> Task goal: Print every one of the records below word for word, with nothing changed, and leave the pictures out of your copy.

[Stored entries]
____________________

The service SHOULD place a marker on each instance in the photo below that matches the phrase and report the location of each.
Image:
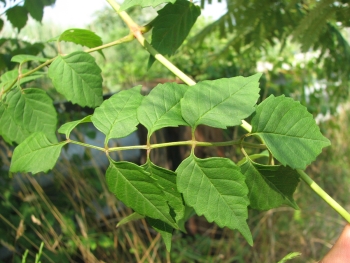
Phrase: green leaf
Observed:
(143, 3)
(136, 189)
(33, 111)
(172, 25)
(9, 129)
(78, 78)
(164, 229)
(166, 179)
(130, 218)
(36, 154)
(24, 58)
(18, 16)
(81, 37)
(215, 188)
(69, 126)
(220, 103)
(116, 117)
(161, 108)
(35, 9)
(289, 131)
(270, 186)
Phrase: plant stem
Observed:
(329, 200)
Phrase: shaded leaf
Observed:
(78, 78)
(270, 186)
(136, 189)
(172, 25)
(220, 103)
(116, 117)
(82, 37)
(69, 126)
(289, 131)
(29, 156)
(161, 108)
(18, 16)
(215, 188)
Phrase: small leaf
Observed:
(33, 111)
(161, 108)
(220, 103)
(24, 58)
(130, 218)
(289, 131)
(172, 25)
(136, 189)
(143, 3)
(35, 154)
(215, 188)
(166, 179)
(164, 229)
(18, 16)
(69, 126)
(270, 186)
(78, 78)
(116, 117)
(81, 37)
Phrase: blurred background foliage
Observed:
(302, 47)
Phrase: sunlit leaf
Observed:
(215, 188)
(78, 78)
(270, 186)
(35, 154)
(161, 108)
(135, 188)
(289, 131)
(116, 117)
(220, 103)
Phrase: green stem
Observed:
(329, 200)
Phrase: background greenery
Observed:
(303, 50)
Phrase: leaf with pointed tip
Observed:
(220, 103)
(215, 188)
(172, 25)
(116, 117)
(136, 189)
(143, 3)
(78, 78)
(82, 37)
(166, 179)
(161, 108)
(33, 111)
(270, 186)
(289, 131)
(9, 130)
(163, 229)
(36, 154)
(130, 218)
(69, 126)
(25, 58)
(18, 16)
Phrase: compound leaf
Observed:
(215, 188)
(78, 78)
(220, 103)
(270, 186)
(136, 189)
(35, 154)
(69, 126)
(143, 3)
(116, 117)
(161, 108)
(82, 37)
(172, 25)
(289, 131)
(33, 111)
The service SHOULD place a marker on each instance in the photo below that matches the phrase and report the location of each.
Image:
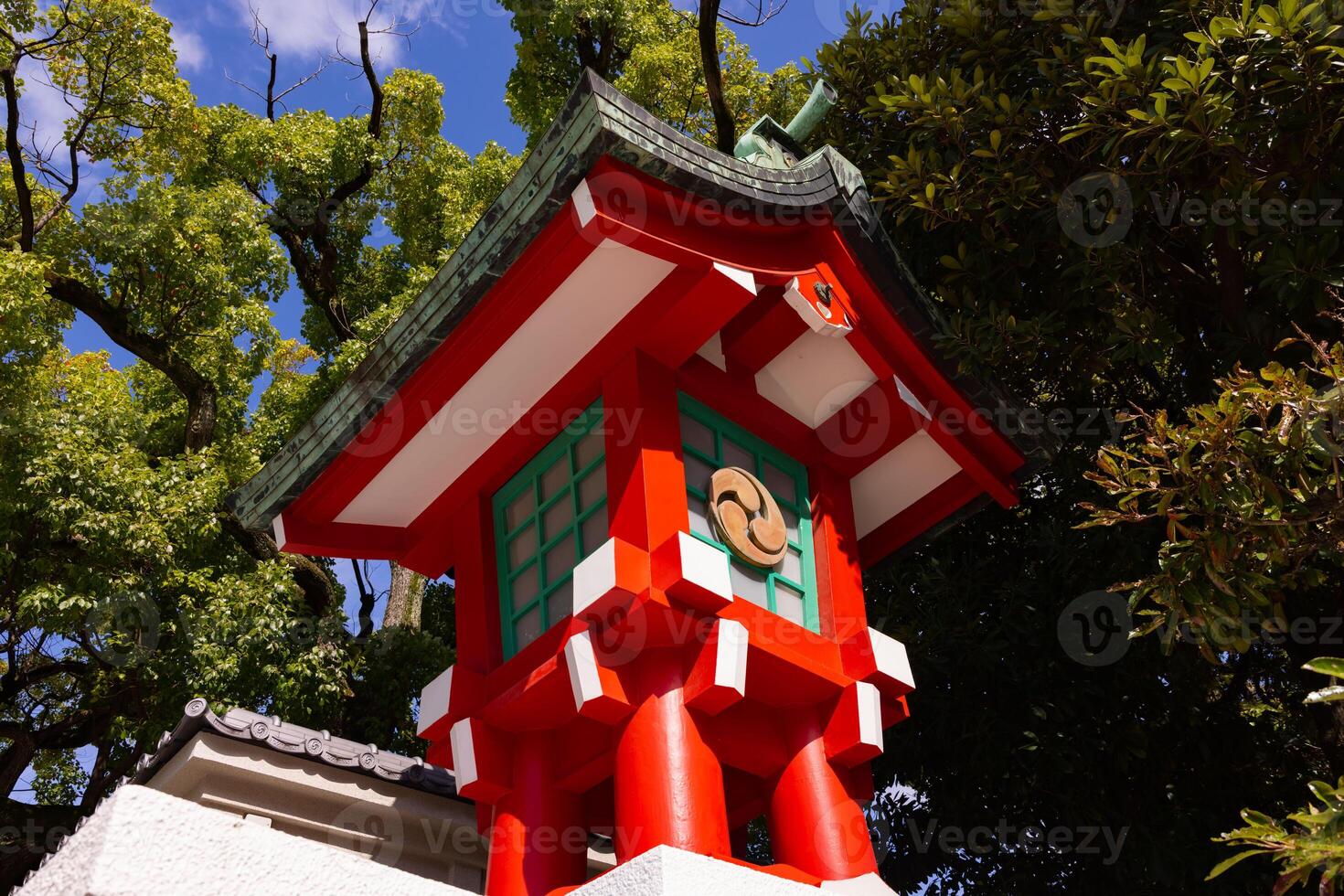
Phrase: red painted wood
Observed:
(837, 551)
(644, 473)
(897, 351)
(668, 782)
(537, 841)
(476, 587)
(554, 254)
(867, 427)
(737, 400)
(688, 323)
(343, 540)
(915, 518)
(816, 822)
(763, 329)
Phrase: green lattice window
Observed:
(548, 517)
(709, 443)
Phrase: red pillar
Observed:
(816, 824)
(668, 782)
(537, 840)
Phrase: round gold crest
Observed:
(746, 517)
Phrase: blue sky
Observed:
(468, 45)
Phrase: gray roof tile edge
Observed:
(296, 741)
(597, 120)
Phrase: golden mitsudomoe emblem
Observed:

____________________

> Output below:
The service SHOULD place a marker on each instance in the photo below that matches the phrase and report the location of each.
Image:
Phrase: green leaf
Observed:
(143, 3)
(136, 189)
(33, 111)
(172, 25)
(9, 129)
(78, 78)
(164, 229)
(166, 179)
(130, 218)
(36, 154)
(24, 58)
(18, 16)
(81, 37)
(215, 188)
(69, 126)
(220, 103)
(116, 117)
(161, 108)
(35, 9)
(289, 131)
(270, 186)
Phrase: plant stem
Observed:
(329, 200)
Phrase: shaded leaf
Observed:
(78, 78)
(270, 186)
(136, 189)
(172, 25)
(220, 103)
(116, 117)
(82, 37)
(69, 126)
(289, 131)
(29, 156)
(161, 108)
(18, 16)
(215, 188)
Phrase: small leaf
Observed:
(33, 111)
(161, 108)
(220, 103)
(24, 58)
(130, 218)
(289, 131)
(172, 25)
(136, 189)
(143, 3)
(35, 154)
(215, 188)
(166, 179)
(164, 229)
(18, 16)
(69, 126)
(270, 186)
(78, 78)
(116, 117)
(81, 37)
Phrase: blurred background foliage
Observed:
(302, 47)
Phrase: sunlit leaf
Observed:
(215, 188)
(78, 78)
(270, 186)
(35, 154)
(161, 108)
(135, 188)
(289, 131)
(116, 117)
(220, 103)
Phrase: green stem
Observed:
(329, 200)
Phrase: background greenery
Observed:
(303, 50)
Phrase: leaf with pointed tip
Observed:
(220, 103)
(215, 188)
(172, 25)
(116, 117)
(136, 189)
(143, 3)
(78, 78)
(82, 37)
(166, 179)
(161, 108)
(33, 111)
(270, 186)
(289, 131)
(9, 130)
(163, 229)
(36, 154)
(130, 218)
(69, 126)
(25, 58)
(18, 16)
Phrase: compound leaf
Observed:
(215, 188)
(78, 78)
(220, 103)
(270, 186)
(136, 189)
(35, 154)
(69, 126)
(143, 3)
(116, 117)
(161, 108)
(82, 37)
(172, 25)
(289, 131)
(33, 111)
The service SHOULD place a marker on each instance in the photo below that matches the phrase and report the location of each.
Image:
Phrase: red painted wood
Observed:
(837, 551)
(644, 473)
(897, 351)
(668, 782)
(537, 841)
(476, 587)
(554, 254)
(867, 427)
(737, 400)
(688, 323)
(343, 540)
(915, 518)
(816, 822)
(763, 329)
Phrase: green lattice window
Observed:
(548, 517)
(709, 443)
Phrase: red pillar
Observed:
(816, 824)
(668, 782)
(537, 840)
Phrase: round gold crest
Observed:
(746, 517)
Phrase: blue sky
Observed:
(468, 45)
Phrase: gray roof tile edge
Observed:
(296, 741)
(597, 120)
Phrase: golden mitsudomoe emblem
Observed:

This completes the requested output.